The first female Muslim U.S. judge – who later became the first black woman appointed to the New York Court of Appeals – was found dead Wednesday on the bank of the Hudson River.
Sheila Abdus-Salaam’s body showed no obvious signs of trauma, and a medical examiner was set to try to determine what killed her; however, police sources told The New York Post her death appeared to be a suicide.
“She was a pioneer,” N.Y. Gov. Andrew Cuomo said in a statement. “Through her writings, her wisdom, and her unshakable moral compass, she was a force for good whose legacy will be felt for years to come. I was proud to appoint her to the state’s highest court and am deeply saddened by her passing.”
Abdus-Salaam, 65, was reported missing from her Harlem home earlier in the day, and witnesses spotted her fully-clothed body floating in the water near 132nd St. and Hudson Parkway on Wednesday afternoon, police sources told The New York Post.
Her husband later identified the body.
Former Chief Judge Jonathan Lippman said he knew Abdus-Salaam for many years. He said her death was “difficult to understand.”
“The court has suffered a terrible blow,” he said.
Abdus-Salaam graduated from Barnard College and received her law degree from Columbia Law School. She started her career as a staff attorney for East Brooklyn Legal Services and served as a judge in Manhattan state Supreme Court for 14 years, according to the state Office of Court Administration's website.
The president of the New York State Bar Association, Claire P. Gutekunst, said Abdus-Salaam grew up poor in a family of seven children in Washington, D.C., and “rose to become one of the seven judges in New York's highest court, where her intellect, judicial temperament and wisdom earned her wide respect.”
The Associated Press contributed to this report.
==*==
**Problem requirements:**
Can you reproduce the news report above about Judge Sheila Abdus-Salaam's death in full, word for word?
==*==
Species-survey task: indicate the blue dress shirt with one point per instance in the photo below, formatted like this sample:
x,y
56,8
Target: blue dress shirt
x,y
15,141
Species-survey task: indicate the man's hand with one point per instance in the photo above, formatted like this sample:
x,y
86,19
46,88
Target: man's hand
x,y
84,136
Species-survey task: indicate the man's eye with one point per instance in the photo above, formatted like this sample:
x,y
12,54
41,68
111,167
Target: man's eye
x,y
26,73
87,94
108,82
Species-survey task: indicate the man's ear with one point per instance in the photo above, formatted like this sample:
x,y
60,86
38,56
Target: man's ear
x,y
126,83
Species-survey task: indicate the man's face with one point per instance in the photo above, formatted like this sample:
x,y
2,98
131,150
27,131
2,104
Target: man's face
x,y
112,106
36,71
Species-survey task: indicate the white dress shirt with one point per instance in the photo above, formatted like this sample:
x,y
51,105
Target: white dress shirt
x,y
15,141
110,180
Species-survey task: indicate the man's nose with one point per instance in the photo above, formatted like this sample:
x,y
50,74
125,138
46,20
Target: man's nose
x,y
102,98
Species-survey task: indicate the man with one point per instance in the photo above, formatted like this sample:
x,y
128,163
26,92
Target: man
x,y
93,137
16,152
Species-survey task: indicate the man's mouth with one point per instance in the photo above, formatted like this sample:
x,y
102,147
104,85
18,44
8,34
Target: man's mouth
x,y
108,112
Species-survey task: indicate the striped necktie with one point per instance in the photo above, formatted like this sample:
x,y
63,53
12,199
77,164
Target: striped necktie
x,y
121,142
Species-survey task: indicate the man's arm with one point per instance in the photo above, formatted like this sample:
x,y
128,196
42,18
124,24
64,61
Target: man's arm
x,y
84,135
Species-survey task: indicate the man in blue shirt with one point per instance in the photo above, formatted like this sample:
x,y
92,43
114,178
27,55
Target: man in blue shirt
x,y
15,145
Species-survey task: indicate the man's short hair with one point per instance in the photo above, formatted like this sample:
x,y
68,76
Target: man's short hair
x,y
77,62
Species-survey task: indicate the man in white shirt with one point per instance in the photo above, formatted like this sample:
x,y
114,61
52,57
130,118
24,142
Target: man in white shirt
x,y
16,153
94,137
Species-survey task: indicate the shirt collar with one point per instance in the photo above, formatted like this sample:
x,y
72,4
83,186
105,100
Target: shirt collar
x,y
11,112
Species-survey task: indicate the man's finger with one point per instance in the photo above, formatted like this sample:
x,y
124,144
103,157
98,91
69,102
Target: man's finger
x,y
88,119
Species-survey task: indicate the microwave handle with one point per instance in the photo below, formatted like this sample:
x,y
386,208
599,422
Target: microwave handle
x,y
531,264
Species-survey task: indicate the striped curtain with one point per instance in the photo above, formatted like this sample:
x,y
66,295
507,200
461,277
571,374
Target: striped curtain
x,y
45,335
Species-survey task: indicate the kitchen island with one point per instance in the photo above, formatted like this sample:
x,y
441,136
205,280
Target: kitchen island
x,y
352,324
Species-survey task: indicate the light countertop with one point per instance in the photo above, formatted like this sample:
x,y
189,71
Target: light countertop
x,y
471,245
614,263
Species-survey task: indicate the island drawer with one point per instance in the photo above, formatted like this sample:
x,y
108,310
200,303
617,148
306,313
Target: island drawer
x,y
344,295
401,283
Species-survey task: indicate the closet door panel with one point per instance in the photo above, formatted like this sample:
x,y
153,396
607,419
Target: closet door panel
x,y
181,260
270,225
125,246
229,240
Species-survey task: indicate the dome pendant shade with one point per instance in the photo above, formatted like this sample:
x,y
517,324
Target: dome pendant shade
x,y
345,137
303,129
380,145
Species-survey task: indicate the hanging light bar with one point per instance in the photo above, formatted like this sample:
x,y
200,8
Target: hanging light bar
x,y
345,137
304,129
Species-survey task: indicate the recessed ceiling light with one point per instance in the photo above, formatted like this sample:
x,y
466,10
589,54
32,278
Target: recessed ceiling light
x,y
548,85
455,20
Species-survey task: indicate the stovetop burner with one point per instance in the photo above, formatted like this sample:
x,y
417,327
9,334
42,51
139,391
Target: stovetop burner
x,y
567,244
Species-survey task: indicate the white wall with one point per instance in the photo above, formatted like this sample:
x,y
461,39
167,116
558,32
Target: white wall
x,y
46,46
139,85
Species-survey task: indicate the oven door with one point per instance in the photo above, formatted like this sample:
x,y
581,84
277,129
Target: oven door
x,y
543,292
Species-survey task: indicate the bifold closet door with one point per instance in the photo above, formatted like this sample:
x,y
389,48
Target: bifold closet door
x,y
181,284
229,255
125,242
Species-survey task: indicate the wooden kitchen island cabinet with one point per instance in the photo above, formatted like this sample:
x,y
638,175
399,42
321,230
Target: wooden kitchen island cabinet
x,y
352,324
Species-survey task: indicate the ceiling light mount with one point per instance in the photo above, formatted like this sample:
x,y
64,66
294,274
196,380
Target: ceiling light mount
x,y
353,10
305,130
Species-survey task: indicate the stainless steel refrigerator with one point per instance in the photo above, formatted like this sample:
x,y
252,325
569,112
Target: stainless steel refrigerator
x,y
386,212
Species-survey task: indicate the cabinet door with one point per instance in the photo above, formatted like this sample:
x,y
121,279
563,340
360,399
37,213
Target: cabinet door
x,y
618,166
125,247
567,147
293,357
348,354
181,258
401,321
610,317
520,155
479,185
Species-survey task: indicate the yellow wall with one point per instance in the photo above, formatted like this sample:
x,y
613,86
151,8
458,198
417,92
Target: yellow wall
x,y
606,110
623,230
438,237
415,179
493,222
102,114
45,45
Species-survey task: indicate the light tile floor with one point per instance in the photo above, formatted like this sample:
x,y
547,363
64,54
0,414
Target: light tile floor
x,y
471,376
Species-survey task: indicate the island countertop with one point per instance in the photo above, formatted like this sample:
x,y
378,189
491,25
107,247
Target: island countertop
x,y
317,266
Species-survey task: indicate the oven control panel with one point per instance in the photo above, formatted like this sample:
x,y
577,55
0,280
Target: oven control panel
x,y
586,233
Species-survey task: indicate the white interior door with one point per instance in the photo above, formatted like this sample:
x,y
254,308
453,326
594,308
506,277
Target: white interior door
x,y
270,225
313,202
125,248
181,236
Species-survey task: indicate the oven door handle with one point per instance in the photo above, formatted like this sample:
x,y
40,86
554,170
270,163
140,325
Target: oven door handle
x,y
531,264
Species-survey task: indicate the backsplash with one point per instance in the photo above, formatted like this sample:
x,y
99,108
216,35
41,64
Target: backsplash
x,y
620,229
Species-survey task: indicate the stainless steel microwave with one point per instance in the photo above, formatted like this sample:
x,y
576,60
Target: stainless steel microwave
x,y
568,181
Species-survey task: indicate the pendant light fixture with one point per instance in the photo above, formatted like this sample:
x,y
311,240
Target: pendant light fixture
==*==
**Result for this task:**
The first female Muslim U.S. judge – who later became the first black woman appointed to the New York Court of Appeals – was found dead Wednesday on the bank of the Hudson River.
Sheila Abdus-Salaam’s body showed no obvious signs of trauma, and a medical examiner was set to try to determine what killed her; however, police sources told The New York Post her death appeared to be a suicide.
“She was a pioneer,” N.Y. Gov. Andrew Cuomo said in a statement. “Through her writings, her wisdom, and her unshakable moral compass, she was a force for good whose legacy will be felt for years to come. I was proud to appoint her to the state’s highest court and am deeply saddened by her passing.”
Abdus-Salaam, 65, was reported missing from her Harlem home earlier in the day, and witnesses spotted her fully-clothed body floating in the water near 132nd St. and Hudson Parkway on Wednesday afternoon, police sources told The New York Post.
Her husband later identified the body.
Former Chief Judge Jonathan Lippman said he knew Abdus-Salaam for many years. He said her death was “difficult to understand.”
“The court has suffered a terrible blow,” he said.
Abdus-Salaam graduated from Barnard College and received her law degree from Columbia Law School. She started her career as a staff attorney for East Brooklyn Legal Services and served as a judge in Manhattan state Supreme Court for 14 years, according to the state Office of Court Administration's website.
The president of the New York State Bar Association, Claire P. Gutekunst, said Abdus-Salaam grew up poor in a family of seven children in Washington, D.C., and “rose to become one of the seven judges in New York's highest court, where her intellect, judicial temperament and wisdom earned her wide respect.”
The Associated Press contributed to this report.